━━━ Texte choisi

Coronavirus en Equateur: la faillite des services funéraires

Publié le 4 avril 2020
Nathalie Gallón, journaliste pour CNN au Mexique et en Amérique latine, documente une situation apocalyptique en Equateur, pourtant loin d’être un pays sous-développé.

Guayaquil, dans l’ouest du pays, est une cité surpeuplée: plus de 2 millions d’habitants sur les 17 millions que compte l’Equateur.

Capitale économique et principal port commercial, la ville est aujourd’hui désertée. On n’y croise que quelques personnes, vaquant à des occupations essentielles, et, glaçante nouveauté, des morts, reposant à même les trottoirs. Les hôpitaux et les services funéraires, dépassés par la vague de contamination au nouveau coronavirus, ne peuvent plus accueillir personne, ni malades, ni défunts. 

Ces derniers ne sont pas tous des victimes du virus. Certains en avaient les symptômes, racontent leurs proches, mais impossible de confirmer, il n’y a que très peu de tests. D’autres, souffrant d’autres pathologies ou victimes d’accidents, n’ont pas pu être admis à l’hôpital et sont décédés chez eux.

━━━━━━
━━━ Données étudiées

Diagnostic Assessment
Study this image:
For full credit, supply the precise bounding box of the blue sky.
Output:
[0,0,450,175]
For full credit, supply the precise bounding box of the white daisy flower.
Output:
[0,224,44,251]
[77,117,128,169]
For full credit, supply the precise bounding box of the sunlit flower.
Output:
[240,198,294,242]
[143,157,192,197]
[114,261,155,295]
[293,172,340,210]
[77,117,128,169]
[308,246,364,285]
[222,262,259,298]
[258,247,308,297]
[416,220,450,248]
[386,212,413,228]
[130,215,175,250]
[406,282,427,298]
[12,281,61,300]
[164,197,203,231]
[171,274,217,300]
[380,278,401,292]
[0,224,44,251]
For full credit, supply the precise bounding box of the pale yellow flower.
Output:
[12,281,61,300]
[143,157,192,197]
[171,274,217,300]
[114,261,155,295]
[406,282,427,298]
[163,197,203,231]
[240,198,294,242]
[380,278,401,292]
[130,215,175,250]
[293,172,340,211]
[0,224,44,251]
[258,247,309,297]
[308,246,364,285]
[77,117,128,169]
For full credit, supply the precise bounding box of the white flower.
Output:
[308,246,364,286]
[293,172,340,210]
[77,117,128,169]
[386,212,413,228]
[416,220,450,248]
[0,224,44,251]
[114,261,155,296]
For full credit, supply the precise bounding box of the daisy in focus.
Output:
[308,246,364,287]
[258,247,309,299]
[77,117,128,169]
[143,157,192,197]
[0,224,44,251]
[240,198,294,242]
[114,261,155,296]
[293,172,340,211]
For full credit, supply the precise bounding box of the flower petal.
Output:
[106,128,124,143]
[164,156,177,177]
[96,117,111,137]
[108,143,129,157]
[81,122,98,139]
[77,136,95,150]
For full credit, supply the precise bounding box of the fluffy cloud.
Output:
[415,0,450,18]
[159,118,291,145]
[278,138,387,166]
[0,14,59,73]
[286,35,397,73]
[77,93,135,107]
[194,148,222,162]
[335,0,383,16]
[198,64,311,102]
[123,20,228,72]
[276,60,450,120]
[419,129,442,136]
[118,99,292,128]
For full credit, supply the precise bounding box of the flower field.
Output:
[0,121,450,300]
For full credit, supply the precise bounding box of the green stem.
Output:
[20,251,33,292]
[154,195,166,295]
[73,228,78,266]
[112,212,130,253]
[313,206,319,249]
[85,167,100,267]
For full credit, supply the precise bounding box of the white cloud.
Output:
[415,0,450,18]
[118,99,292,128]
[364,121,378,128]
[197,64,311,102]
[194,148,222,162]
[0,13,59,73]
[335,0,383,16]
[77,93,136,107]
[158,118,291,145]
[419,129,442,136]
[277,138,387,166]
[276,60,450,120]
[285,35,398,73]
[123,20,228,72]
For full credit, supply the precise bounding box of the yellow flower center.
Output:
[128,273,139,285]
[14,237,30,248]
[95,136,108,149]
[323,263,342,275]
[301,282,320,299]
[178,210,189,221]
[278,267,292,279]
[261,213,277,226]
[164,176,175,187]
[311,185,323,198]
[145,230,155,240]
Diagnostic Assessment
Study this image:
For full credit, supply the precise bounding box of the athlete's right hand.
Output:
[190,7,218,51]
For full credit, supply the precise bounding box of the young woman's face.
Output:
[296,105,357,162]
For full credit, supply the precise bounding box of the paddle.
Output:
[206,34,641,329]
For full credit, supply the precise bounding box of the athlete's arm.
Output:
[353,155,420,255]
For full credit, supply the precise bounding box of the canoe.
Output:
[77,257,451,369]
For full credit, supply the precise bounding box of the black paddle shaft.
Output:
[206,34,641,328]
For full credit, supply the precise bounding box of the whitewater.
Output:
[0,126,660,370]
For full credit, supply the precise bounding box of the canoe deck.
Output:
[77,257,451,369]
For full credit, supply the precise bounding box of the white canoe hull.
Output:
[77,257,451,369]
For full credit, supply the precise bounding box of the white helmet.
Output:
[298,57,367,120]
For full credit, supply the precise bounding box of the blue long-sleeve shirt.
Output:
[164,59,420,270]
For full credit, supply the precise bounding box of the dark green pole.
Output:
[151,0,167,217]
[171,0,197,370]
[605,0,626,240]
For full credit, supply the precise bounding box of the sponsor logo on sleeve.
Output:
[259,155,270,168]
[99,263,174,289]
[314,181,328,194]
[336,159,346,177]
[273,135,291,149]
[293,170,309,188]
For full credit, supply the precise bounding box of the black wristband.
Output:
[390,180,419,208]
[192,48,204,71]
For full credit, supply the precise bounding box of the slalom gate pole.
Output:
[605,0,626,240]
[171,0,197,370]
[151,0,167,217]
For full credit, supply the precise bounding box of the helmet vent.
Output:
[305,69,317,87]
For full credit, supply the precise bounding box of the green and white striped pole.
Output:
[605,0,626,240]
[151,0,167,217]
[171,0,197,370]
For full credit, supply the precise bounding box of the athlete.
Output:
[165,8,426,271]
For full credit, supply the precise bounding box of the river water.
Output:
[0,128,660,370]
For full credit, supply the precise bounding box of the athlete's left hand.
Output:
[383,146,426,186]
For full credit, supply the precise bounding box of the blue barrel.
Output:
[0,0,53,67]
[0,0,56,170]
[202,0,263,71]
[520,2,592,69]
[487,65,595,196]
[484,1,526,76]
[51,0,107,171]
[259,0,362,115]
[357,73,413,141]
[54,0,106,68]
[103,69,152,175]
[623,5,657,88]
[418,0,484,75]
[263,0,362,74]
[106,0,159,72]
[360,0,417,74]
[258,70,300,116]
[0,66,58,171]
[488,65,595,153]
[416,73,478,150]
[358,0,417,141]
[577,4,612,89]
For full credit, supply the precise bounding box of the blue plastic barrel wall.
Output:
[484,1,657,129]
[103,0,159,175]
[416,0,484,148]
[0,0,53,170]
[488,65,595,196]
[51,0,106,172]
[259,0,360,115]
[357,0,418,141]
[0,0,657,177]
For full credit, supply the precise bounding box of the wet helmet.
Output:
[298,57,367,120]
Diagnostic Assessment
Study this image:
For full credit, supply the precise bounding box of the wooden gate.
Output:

━━━━━━

La consigne » Recopiez le passage du texte sur l'Équateur qui commence par « Guayaquil, dans l’ouest » et se termine par « décédés chez eux. », en changeant « désertée » en « vide ». Pour répondre, servez-vous seulement du texte.

Réponse »
Guayaquil, dans l’ouest du pays, est une cité surpeuplée: plus de 2 millions d’habitants sur les 17 millions que compte l’Equateur.

Capitale économique et principal port commercial, la ville est aujourd’hui vide. On n’y croise que quelques personnes, vaquant à des occupations essentielles, et, glaçante nouveauté, des morts, reposant à même les trottoirs. Les hôpitaux et les services funéraires, dépassés par la vague de contamination au nouveau coronavirus, ne peuvent plus accueillir personne, ni malades, ni défunts. 

Ces derniers ne sont pas tous des victimes du virus. Certains en avaient les symptômes, racontent leurs proches, mais impossible de confirmer, il n’y a que très peu de tests. D’autres, souffrant d’autres pathologies ou victimes d’accidents, n’ont pas pu être admis à l’hôpital et sont décédés chez eux.